Challenge> Which lines of the listing below contain the string "steel"? Return each of those lines, treating uppercase and lowercase as different.

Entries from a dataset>
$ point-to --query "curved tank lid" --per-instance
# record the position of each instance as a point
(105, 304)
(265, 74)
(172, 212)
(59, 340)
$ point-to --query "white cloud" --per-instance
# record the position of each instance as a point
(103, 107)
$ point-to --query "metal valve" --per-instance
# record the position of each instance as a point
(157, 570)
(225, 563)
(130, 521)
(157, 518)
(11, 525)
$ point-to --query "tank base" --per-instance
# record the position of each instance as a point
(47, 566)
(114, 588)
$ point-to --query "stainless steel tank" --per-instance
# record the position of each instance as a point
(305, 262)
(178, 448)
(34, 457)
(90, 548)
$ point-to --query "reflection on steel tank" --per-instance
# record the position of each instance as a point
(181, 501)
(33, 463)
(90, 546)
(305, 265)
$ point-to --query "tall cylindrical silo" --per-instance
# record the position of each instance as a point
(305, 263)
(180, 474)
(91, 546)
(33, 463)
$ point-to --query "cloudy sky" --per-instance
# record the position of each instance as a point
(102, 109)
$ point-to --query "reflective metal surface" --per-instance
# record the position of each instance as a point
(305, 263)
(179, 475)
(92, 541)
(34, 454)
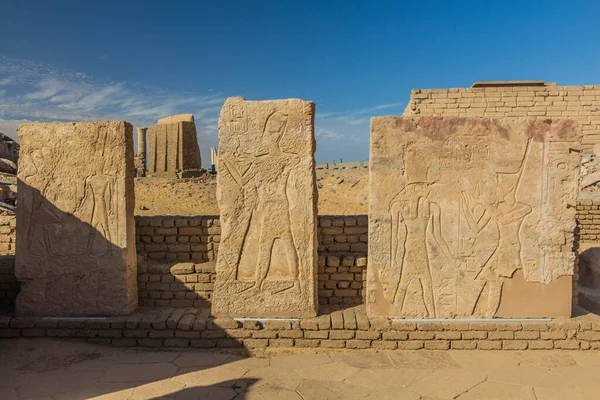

Written answer>
$ point-to --query "stainless steel tank" --per-instance
$ point-to --query "reflection on steel tank" --per-instance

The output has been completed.